Data for this exercise:
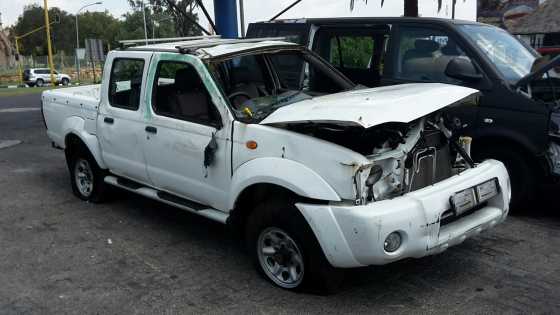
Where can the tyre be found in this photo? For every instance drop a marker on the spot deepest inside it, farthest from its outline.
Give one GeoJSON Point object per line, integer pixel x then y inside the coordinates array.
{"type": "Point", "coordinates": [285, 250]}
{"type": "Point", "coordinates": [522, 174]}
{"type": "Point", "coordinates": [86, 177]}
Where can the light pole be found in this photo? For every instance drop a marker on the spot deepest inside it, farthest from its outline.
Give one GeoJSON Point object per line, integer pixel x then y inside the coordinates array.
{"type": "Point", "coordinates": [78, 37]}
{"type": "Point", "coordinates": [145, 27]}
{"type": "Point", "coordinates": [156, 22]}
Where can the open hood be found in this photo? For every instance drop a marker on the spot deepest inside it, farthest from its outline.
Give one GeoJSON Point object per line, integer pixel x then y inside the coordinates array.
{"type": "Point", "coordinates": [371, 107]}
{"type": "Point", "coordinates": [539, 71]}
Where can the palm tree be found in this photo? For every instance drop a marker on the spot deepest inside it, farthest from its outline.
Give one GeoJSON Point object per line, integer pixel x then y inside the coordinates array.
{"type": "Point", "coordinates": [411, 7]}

==

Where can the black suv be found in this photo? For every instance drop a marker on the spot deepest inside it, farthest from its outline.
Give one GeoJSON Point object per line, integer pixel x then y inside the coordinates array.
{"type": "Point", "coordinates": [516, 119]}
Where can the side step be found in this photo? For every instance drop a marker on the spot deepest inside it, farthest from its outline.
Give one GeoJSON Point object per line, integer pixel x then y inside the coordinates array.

Task to carry out: What are the lines, exactly as written above, from the line with "Where can the tyre" to the line with "Where can the open", both included? Output only those.

Exercise solution:
Where can the tyre be found in this photo? For every instance drop a marker on the spot deepest inside it, farthest from its outline.
Give one GeoJSON Point object per line, integer pixel x then y inside the coordinates array.
{"type": "Point", "coordinates": [285, 250]}
{"type": "Point", "coordinates": [522, 174]}
{"type": "Point", "coordinates": [86, 177]}
Where can the light pole be found in this photo? For every instance drop a marker on the spot deepest inside it, farthest from its outline.
Give one GeoJSON Point object per line, integer pixel x then y inside the coordinates array.
{"type": "Point", "coordinates": [78, 37]}
{"type": "Point", "coordinates": [145, 27]}
{"type": "Point", "coordinates": [156, 22]}
Where can the open hood be found in this photo? For every instance drop a marker on the spot deepest inside it, farthest from its outline.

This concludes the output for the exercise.